La plus grande opération de légalisation d’étrangers séjournant clandestinement sur le territoire de la Belgique s’est déroulée du 10 au 31 janvier 2000.Pendant ces trois semaines, les personnes concernées ont pu déposer dans la mairie de leur domicile un dossier de demande, qui sera soumis à une Commission chargée de faire respecter les quatre critères de régularisation prévus par la loi. Les réfugiés déboutés seront immédiatement expulsables. Certains ont donc préféré ne pas déclarer leur adresse et ne pas déposer de demande pour ne pas risquer l’expulsion.
En Belgique, comme en bien d’autres pays d’Europe, des dizaines de milliers d’hommes, de femmes et d’enfants vivent depuis des années sans aucun droit, corvéables et expulsables à merci. Depuis les femmes de ménage polonaises des quartiers chics jusqu’aux plongeurs marocains des arrière-salles de restaurants, en passant par les ouvriers du bâtiment, qui n’en connaît pas ou n’a pas bénéficié de leurs services bon marché ? Voilà un exemple manifeste d’aveuglement collectif sur les violations flagrantes des droits de l’homme qui arrangeait tout le monde, et notamment les employeurs.
En février 1999, un événement a provoqué un électrochoc dans l’opinion publique. Une jeune Nigériane, Sémira Adamu, refusant de monter dans l’avion qui devait l’expulser en Afrique, est morte étouffée sous les coussins de la police. Les réfugiés eux-mêmes, les associations de soutien diverses, les organisations syndicales se sont mobilisés pendant des mois et ont enfin obtenu du gouvernement une opération de régularisation. C’est donc l’engagement et la mobilisation civique qui ont fait progresser la lutte contre l’exclusion et la misère.

§ **Extrait de données**
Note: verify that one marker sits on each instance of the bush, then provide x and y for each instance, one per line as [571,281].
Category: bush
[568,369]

§ **À réaliser**
Extrayez mot pour mot, dans le texte sur la régularisation des étrangers en Belgique, le passage situé entre « En Belgique, comme » et « notamment les employeurs. », ces deux bornes comprises.

§ **Résultat attendu**
En Belgique, comme en bien d’autres pays d’Europe, des dizaines de milliers d’hommes, de femmes et d’enfants vivent depuis des années sans aucun droit, corvéables et expulsables à merci. Depuis les femmes de ménage polonaises des quartiers chics jusqu’aux plongeurs marocains des arrière-salles de restaurants, en passant par les ouvriers du bâtiment, qui n’en connaît pas ou n’a pas bénéficié de leurs services bon marché ? Voilà un exemple manifeste d’aveuglement collectif sur les violations flagrantes des droits de l’homme qui arrangeait tout le monde, et notamment les employeurs.